→ **What the task asks**:
Add 57 to every x and y coordinate in the answers from the line containing "[point] every instance of the illuminated" through the end of the data, inclusive. Write out all of those lines again, leaving every other line unchanged.

****

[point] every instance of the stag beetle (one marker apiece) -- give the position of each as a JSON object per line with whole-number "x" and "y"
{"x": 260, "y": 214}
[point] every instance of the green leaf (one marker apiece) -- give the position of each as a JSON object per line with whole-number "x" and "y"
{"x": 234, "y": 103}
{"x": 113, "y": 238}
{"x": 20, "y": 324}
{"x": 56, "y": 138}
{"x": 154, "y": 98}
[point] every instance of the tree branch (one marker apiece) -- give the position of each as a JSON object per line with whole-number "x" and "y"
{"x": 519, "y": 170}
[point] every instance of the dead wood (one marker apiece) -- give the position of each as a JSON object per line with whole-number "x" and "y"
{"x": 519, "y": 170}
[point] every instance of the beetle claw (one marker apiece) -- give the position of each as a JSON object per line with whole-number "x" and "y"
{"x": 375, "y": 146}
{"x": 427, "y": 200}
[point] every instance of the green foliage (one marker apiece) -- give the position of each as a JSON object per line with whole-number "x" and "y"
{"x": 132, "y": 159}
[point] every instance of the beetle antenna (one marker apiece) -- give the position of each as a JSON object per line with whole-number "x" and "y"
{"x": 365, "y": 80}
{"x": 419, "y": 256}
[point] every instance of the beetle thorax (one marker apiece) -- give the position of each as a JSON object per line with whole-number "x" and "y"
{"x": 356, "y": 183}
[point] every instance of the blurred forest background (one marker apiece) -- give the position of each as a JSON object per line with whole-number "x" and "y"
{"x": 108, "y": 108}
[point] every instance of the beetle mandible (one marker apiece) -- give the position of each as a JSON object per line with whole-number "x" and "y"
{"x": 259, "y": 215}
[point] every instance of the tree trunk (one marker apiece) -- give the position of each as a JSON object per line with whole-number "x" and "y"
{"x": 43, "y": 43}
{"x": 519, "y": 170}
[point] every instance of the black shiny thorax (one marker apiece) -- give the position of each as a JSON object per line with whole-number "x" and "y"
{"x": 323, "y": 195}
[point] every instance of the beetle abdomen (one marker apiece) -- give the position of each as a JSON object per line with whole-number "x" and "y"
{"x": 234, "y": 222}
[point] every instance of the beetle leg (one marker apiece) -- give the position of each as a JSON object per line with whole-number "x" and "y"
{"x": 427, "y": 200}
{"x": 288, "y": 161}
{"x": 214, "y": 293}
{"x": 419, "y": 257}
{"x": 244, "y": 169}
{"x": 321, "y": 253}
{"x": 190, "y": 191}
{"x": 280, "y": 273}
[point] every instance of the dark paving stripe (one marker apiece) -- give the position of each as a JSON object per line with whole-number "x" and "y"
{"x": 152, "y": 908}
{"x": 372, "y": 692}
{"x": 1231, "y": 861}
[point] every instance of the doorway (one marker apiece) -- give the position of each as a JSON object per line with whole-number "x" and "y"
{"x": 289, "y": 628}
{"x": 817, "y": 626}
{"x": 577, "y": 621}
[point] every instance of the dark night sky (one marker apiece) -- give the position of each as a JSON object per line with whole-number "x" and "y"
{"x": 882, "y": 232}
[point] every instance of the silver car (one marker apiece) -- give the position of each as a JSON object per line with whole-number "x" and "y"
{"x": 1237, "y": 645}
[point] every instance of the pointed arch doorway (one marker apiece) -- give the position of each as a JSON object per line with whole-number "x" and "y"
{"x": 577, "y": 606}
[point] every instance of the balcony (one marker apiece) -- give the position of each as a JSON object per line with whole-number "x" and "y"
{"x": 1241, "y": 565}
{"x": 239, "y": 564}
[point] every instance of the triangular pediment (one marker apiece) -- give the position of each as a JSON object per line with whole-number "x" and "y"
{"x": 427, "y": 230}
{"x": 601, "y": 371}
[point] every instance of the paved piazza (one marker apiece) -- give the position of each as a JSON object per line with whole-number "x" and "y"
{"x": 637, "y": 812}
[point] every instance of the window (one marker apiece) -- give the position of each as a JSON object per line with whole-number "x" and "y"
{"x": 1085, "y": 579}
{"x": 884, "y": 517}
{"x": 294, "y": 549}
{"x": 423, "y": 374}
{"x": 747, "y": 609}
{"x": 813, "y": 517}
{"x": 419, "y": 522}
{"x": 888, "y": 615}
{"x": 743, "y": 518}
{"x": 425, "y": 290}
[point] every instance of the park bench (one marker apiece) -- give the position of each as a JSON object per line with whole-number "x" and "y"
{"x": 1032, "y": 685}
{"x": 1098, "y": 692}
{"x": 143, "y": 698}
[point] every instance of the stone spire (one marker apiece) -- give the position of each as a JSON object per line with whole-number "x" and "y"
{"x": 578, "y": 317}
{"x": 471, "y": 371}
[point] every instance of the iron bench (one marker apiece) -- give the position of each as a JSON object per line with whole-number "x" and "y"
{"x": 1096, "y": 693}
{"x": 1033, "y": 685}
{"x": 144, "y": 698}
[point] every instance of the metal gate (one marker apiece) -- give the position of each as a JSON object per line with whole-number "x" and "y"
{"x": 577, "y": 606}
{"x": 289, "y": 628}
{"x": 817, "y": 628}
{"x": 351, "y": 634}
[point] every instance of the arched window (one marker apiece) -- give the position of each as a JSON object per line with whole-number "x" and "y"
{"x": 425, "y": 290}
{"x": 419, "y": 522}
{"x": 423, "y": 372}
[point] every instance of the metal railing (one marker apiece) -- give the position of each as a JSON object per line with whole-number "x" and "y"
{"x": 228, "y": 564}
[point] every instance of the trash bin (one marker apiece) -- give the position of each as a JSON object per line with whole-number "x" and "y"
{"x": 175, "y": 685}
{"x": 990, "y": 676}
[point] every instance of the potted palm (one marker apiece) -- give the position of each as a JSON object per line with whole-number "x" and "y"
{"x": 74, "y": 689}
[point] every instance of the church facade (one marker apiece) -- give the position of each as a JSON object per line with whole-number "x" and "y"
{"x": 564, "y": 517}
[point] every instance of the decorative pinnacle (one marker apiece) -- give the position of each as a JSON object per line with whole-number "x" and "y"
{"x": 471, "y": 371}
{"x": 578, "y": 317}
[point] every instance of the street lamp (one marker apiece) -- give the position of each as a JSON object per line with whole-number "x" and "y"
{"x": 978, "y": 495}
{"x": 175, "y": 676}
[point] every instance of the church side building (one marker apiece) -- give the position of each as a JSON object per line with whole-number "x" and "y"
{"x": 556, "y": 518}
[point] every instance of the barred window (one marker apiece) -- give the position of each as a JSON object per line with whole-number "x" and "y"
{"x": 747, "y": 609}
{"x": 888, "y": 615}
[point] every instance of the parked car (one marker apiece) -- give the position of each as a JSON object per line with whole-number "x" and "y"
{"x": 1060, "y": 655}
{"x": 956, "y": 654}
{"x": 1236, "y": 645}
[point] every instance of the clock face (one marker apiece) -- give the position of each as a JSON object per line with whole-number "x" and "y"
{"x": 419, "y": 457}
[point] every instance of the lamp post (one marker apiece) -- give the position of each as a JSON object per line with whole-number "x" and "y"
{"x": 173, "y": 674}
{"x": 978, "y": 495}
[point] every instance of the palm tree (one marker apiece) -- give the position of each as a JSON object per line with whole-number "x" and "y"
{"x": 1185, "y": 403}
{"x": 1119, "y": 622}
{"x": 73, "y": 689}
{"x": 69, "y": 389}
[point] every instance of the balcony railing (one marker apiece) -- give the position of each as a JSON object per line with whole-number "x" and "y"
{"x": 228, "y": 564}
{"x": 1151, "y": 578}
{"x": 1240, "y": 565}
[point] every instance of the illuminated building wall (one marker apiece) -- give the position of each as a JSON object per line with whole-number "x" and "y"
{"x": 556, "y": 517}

****

→ **Result of this exercise**:
[point] every instance of the illuminated building wall (one marker apiece) -- give the position of each as a JSON object per line with whole-number "x" and "y"
{"x": 613, "y": 574}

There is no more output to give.